Problem -
Lift every line from the entries that includes the word "white".
:::
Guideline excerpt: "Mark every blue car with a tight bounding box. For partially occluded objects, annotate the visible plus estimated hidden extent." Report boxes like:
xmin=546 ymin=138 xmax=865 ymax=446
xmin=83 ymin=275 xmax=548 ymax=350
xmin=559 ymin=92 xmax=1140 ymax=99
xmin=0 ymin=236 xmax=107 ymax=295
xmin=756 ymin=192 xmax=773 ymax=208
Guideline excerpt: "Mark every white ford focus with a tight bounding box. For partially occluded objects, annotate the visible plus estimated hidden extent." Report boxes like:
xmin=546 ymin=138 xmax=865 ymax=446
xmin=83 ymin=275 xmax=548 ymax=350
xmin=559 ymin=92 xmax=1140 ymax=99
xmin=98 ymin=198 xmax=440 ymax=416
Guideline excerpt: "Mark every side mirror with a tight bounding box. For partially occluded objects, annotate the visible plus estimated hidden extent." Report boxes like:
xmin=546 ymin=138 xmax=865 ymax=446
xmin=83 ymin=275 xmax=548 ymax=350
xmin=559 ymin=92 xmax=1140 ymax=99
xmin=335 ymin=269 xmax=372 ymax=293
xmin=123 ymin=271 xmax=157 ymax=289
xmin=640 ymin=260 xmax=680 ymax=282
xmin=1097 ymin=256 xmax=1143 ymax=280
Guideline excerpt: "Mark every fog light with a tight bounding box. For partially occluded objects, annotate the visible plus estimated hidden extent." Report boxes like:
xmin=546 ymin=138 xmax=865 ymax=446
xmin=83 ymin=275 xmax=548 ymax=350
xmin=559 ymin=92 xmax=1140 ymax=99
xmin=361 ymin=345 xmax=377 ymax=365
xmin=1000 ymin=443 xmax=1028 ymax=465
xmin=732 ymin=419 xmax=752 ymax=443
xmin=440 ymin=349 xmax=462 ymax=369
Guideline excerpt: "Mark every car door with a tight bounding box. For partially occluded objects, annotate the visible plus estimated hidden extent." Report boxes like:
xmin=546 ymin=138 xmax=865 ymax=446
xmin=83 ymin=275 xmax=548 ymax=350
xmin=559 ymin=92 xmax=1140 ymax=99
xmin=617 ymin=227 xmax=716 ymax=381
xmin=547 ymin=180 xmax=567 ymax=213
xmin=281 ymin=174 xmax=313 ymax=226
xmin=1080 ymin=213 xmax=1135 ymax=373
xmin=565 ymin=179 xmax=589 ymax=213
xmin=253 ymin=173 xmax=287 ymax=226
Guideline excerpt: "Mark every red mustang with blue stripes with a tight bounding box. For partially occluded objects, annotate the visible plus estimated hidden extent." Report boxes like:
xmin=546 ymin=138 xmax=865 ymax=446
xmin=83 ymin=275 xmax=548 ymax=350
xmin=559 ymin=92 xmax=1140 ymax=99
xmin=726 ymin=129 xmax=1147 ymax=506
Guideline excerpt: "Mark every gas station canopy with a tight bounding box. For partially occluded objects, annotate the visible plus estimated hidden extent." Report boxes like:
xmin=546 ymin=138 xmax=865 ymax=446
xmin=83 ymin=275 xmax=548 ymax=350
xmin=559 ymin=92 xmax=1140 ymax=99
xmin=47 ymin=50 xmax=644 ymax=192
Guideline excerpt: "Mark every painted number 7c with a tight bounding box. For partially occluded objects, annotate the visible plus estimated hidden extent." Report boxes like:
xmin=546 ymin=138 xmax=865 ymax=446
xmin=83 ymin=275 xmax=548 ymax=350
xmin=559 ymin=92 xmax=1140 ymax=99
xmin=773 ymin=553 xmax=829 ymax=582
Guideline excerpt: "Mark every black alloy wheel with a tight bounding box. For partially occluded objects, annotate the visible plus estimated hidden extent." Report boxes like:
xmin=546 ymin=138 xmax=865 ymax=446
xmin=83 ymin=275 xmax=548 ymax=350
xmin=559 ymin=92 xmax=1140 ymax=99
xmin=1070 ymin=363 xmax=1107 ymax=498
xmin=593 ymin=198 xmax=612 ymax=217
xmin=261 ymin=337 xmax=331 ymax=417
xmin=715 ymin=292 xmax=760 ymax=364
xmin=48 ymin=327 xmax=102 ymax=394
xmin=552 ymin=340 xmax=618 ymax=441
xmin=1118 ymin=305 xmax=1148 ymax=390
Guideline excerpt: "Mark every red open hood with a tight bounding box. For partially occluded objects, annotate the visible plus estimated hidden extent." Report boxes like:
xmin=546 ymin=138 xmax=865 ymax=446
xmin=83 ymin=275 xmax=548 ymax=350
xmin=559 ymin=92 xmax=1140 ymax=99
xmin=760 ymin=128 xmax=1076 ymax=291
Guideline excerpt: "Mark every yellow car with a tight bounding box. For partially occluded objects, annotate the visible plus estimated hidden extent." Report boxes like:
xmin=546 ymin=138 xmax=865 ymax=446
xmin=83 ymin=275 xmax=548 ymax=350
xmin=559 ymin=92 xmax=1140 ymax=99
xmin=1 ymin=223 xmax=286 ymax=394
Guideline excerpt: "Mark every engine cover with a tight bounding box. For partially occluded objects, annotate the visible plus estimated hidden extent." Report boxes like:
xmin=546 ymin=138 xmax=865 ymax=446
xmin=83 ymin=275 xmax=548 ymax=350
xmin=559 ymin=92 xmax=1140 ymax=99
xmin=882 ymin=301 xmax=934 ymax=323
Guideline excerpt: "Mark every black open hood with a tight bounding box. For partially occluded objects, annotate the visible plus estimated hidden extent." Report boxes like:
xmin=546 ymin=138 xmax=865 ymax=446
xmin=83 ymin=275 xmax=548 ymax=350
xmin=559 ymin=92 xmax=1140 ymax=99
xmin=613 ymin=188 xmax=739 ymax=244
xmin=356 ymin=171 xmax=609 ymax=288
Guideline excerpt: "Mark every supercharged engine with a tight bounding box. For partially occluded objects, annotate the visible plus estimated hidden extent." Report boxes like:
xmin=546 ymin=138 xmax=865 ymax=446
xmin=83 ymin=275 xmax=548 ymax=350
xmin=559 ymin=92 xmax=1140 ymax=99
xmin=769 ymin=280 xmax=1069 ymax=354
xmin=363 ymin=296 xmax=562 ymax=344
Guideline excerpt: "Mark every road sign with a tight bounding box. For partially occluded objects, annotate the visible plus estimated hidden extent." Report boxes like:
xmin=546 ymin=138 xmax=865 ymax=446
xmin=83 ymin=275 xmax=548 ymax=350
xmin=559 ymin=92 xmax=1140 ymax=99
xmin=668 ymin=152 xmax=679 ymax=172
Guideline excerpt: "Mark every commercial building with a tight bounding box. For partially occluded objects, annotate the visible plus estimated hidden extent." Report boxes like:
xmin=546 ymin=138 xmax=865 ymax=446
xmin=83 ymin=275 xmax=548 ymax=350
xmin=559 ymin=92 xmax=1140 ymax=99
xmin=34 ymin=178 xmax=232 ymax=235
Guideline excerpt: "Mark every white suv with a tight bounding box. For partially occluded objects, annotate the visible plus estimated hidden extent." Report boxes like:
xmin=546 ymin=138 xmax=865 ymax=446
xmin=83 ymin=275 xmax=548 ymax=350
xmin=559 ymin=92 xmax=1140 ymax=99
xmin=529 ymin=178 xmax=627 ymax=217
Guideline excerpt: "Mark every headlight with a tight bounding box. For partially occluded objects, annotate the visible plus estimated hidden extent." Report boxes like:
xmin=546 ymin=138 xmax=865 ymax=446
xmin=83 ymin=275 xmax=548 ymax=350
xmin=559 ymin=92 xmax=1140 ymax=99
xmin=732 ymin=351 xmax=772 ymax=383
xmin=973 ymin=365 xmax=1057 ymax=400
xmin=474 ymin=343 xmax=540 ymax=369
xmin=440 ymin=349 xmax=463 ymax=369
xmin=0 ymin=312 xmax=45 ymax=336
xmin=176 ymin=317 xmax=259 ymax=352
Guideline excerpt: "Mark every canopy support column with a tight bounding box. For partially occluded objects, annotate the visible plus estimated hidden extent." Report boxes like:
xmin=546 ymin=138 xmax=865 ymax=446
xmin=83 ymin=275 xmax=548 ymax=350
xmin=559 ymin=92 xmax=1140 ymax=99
:::
Expected answer -
Guideline excerpt: "Mark every white ford focus with a tight bounding box. For partially occluded objects, annotate the visible plus estimated hidden extent." Report boxes like:
Guideline excerpt: "Mark every white suv with a tight bounding box. For partially occluded objects, annotate the visible plus estimated hidden extent." Report boxes like:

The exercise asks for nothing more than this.